WHAT IS ASKED —
**1)** Name the negatives from "The Condo Game" that the passage about Toronto condos says it will consider.
**2)** Carry on the passage about Toronto condos from the point where it stops.

PASSAGE PROVIDED —
* Start *

The CBC Doc Zone recently aired a documentary called “The Condo Game”. It looks at Toronto’s condo market, and if you’ve seen it you’ll know that it paints a pretty grim picture. This is why as a city builder and lover of this great city, I feel compelled to respond.
I’d like to talk about the positives that condos have brought to Toronto and also tell you a bit about some of the things we’re doing at TAS to address concerns in the marketplace, including those raised in the documentary. There’s no question that the rapid adoption of the condominium has had a dramatic affect on both our urban landscape and the way people live. But I don’t think that fear is the way to drive the conversation forward.
The intensification of our city—which has largely happened because of the condominium—has brought more and more people into the downtown and transformed Toronto into a vibrant 24-7 global city. People want to live here and the importance of this cannot be overstated. Today, talent first chooses the city in which it wants to live and then looks for work. Toronto needs to remain on the top of that list and thankfully we are doing well by this metric. Just recently, Toronto was ranked the most Youthful City in the World. (Berlin and New York followed.)
Intensification has also resulted in an improvement in our energy efficiency. A lot of people seem to associate sustainability with buying a hybrid/electric car and recycling. And that certainly helps. But let’s not forget that buildings make up a large portion of green house gas emissions 1. Where we live and work matters a great deal. And since it also impacts our transportation choices, it’s probably the single most important decision we can make with respect to environmental sustainability. When you live in less space and in a neighborhood that doesn’t require a car, you greatly reduce your carbon footprint.
Now, let’s consider some of the negatives outlined in the Condo Game, namely (1) building quality; (2) Toronto’s planning process; and (3) the investor factor.

* End *

DATA EXCERPTS —
* Start *

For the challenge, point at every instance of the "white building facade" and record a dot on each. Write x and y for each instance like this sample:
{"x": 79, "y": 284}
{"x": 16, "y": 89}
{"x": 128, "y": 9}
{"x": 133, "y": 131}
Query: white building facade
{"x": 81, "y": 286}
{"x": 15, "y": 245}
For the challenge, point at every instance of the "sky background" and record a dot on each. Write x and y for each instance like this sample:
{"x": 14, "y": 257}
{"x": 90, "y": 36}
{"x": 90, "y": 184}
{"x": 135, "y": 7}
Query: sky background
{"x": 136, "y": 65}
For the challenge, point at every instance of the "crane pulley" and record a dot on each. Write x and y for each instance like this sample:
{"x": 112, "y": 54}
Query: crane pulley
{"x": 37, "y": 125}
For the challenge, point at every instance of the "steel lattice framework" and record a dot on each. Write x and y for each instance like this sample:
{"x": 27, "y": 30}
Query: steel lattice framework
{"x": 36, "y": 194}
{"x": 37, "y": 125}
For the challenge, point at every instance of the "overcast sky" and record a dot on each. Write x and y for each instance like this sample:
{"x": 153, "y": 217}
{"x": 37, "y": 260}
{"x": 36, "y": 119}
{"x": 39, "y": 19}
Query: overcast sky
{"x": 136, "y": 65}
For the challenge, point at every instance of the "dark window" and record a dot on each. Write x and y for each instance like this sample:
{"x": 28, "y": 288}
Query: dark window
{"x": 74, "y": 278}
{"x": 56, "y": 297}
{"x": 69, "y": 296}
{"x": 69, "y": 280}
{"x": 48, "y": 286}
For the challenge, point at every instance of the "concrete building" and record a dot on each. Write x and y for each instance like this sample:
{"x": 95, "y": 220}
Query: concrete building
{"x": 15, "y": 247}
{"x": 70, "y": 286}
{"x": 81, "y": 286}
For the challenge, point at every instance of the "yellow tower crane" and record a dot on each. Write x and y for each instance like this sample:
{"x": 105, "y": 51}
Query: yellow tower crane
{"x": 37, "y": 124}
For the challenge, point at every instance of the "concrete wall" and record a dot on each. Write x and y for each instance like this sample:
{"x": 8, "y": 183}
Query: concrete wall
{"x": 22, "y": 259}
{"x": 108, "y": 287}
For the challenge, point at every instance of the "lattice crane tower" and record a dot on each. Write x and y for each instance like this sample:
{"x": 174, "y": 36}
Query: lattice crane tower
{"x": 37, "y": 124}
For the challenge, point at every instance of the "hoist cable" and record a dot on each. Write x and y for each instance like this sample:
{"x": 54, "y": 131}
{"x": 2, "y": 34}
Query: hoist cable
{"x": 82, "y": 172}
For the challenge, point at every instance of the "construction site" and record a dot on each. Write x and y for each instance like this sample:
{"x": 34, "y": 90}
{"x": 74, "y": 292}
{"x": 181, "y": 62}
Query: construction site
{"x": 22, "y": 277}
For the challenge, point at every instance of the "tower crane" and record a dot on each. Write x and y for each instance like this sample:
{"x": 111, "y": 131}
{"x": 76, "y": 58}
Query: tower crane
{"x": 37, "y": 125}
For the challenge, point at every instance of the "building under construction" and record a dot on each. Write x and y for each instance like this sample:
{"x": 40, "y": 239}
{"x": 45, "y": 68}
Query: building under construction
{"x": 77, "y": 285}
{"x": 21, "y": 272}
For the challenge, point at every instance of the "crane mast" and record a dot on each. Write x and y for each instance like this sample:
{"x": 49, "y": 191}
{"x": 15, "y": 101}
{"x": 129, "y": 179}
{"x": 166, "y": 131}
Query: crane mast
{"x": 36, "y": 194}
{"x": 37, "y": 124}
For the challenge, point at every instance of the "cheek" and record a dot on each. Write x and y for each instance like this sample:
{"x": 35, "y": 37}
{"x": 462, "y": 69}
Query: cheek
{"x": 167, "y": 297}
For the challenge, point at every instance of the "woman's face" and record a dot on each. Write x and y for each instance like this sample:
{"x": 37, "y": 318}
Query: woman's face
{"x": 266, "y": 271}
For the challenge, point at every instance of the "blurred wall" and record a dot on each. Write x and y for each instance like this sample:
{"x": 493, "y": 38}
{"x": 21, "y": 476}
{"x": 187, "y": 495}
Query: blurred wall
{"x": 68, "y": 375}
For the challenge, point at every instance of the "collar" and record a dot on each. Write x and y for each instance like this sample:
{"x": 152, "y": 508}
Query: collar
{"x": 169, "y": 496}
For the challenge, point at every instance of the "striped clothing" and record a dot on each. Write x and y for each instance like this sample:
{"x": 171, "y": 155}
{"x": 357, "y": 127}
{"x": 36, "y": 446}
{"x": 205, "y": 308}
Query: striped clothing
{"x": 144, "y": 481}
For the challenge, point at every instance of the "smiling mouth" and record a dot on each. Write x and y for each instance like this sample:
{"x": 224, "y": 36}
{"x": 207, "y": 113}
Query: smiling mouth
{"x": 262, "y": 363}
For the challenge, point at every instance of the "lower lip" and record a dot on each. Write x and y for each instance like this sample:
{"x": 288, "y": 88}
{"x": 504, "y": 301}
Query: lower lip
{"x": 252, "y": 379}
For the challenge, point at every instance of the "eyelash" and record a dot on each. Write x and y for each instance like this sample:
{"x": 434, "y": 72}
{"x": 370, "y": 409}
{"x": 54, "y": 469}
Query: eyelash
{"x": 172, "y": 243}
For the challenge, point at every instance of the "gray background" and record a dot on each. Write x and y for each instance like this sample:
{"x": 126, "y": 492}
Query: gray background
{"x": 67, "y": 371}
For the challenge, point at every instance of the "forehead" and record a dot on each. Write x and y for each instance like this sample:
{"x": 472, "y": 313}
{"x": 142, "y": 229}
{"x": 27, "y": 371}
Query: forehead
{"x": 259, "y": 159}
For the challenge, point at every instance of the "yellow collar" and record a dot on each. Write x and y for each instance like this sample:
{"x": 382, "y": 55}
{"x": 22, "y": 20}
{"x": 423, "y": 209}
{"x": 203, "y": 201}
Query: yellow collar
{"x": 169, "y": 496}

* End *

ANSWERS PROVIDED —
**1)** Building quality, Toronto's planning process, and the investor factor.

**2)**
Firstly, let’s be clear that condos—just like houses—are not all created equal. Here at TAS, I’m proud of the fact that we spend a lot of time working on design and understanding the long term implications of our decisions. We worry about maintenance in the future and we worry about energy performance. It’s for this reason that we typically shy away from buildings where the majority of the façade is clad in glass. If you take a look at our latest project, DUKE, you’ll notice that we opted for a 40/60 ratio of window to solid surfaces on the exterior of the building. What this does is improve energy performance, improve occupancy comfort (less cold surfaces), and makes it a lot easier to replace any windows if you need to in the future (the whole wall doesn’t have to be removed).
Secondly, when it comes to development approvals we have a fairly unique process. Instead of going into communities and telling them what we want to build, we try and go into communities and ask them what they want us to build. We want our projects to be “of the neighbourhood.” And we think we’ve achieved that with DUKE, as well as with our upcoming project at Kingston Road and Victoria Park Avenue. In fact, we’ve had nearby residents actually thank us for our efforts to “clean up the neighbourhood” and “improve where we live.” When we hear those types of responses, we know that we’re doing our job.
Lastly, I’d like to comment on the investor factor because it ties directly into how we handle our sales and marketing initiatives. When we launch a project, we first and foremost reach out to the local community and target end users. We believe they should have first pick before investors. After all, it’s their neighbourhood, not ours. Some of the buyers end up being homeowners and some, inevitably, end up becoming investors. Keeping everything local.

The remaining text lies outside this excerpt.